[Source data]
----------

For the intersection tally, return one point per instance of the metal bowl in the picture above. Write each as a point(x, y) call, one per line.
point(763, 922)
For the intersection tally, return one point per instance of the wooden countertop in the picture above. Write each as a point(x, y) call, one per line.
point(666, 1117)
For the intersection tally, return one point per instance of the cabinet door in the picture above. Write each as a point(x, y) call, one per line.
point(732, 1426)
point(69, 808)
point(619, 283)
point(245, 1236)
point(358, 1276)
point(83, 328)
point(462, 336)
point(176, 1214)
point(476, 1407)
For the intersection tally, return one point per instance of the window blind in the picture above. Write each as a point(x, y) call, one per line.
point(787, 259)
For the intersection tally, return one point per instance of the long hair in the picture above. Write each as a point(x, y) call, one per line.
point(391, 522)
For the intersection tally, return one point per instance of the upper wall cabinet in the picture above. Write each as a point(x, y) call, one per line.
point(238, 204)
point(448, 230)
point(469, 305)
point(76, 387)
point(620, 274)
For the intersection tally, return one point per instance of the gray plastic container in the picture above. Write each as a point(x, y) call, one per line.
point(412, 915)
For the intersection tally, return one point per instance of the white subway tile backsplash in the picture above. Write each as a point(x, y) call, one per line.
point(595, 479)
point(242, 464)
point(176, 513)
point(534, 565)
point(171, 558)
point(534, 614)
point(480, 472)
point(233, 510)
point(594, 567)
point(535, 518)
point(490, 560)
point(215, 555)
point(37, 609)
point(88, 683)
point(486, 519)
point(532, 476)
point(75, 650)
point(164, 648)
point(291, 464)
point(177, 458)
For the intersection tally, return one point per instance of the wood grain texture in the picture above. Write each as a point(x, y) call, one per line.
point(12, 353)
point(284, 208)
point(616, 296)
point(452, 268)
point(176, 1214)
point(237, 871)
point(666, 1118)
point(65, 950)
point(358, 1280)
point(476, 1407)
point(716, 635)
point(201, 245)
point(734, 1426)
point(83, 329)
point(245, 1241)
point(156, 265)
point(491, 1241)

----------

* **What the task asks**: Update the rows from the line containing "of the window" through the line containing "point(391, 522)", inclusive, by replacing "long hair" with "short hair" and leaving everything else unchanged. Return only those lines.

* **Task result**:
For the intersection tally, return one point per instance of the window blind in the picture above. Write each as a point(x, y) call, one per line.
point(787, 259)
For the intersection tally, return one point per instance of the short hair in the picture above. Write each as a point(x, y) call, one per line.
point(391, 522)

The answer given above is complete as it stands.